Texto analizado:
El recuerdo está en los jóvenes de entonces que hoy tienen más de 80 años. Ningún militar activo vivió aquello, sabe del horror por las narraciones. Horror para algunos, orgullo para otros. Difícil encontrar un testigo presencial de algunas de las tropelías de la tiranía, con lucidez y valentía suficientes para compartir sus memorias. Muchos callaron, otros escribieron y sus libros hablan. Las personas que tienen el privilegio de haber escuchado a los sobrevivientes o a su parentela, pueden intuir la dimensión del oprobio vigente durante tres décadas.
Las fechas patrióticas de junio permitieron la evocación y la conmemoración, con las restricciones que la pandemia exige. Tres trabajos publicados en este espacio: “Matones que Fascinan”, “Junio y su historia” y “Esas Expediciones”, motivaron comentarios de lectores, añosos y juiciosos. Entusiasman esas opiniones, no virtuales ni fugaces sino escritas, con firma y fecha, con señas de identidad y verificación. Entre la mezquindad y el desdén, cada vez es más frecuente ignorar lo escrito. Cuando el momento obliga y el texto tiene suficiente carga malsana, ofende o promueve una causa compartida por el goloso oportunismo, un “me gusta” premia y multiplica lectoría. En nuestro entorno de literatura naufraga, opinión frívola y coyuntural, la anotación sesuda es un premio, un aporte, es necesaria. En uno de los artículos citados menciono el trabajo del periodista Jason Horowitz preocupado por una de las consecuencias intangibles de la pandemia: la perdida de quienes podían contar la historia en primera persona como expresa en el reportaje, publicado en The New York Times, Rita Magnani partisana italiana: “…estamos perdiendo a las personas que nos pueden contar en primera persona lo que pasó. Cuando perdemos la memoria histórica, nos perdemos a nosotros mismos.”

Datos recopilados:
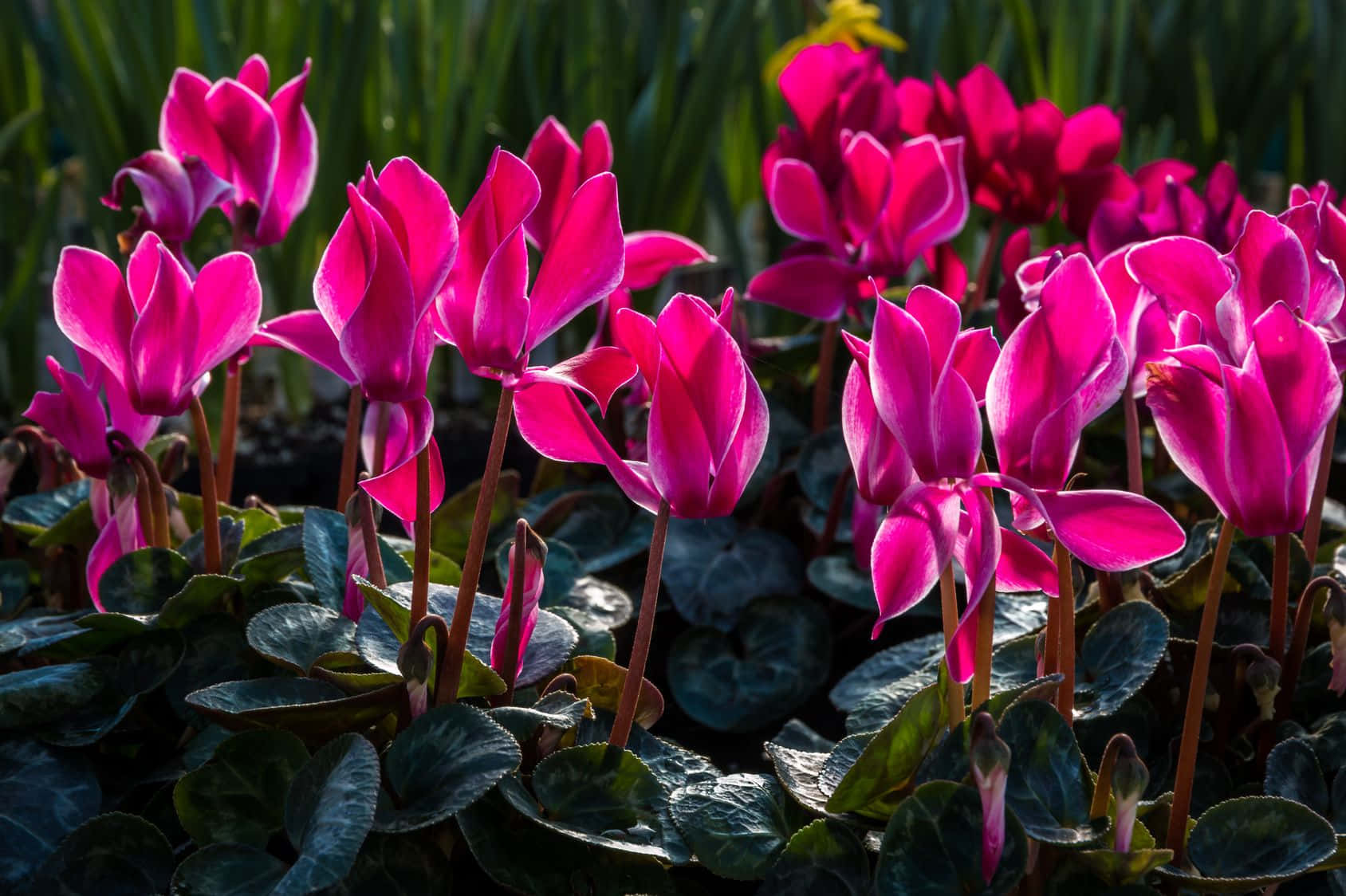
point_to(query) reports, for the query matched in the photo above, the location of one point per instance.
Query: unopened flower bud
(990, 759)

Ejercicio propuesto: Traduce al inglés esta oración del texto analizado: "Las fechas patrióticas de junio permitieron la evocación y la conmemoración, con las restricciones que la pandemia exige." Las líneas forman un material aparte, sin relación con el texto.

Ejercicio resuelto: The patriotic dates of June allowed for remembrance and commemoration, with the restrictions that the pandemic demands.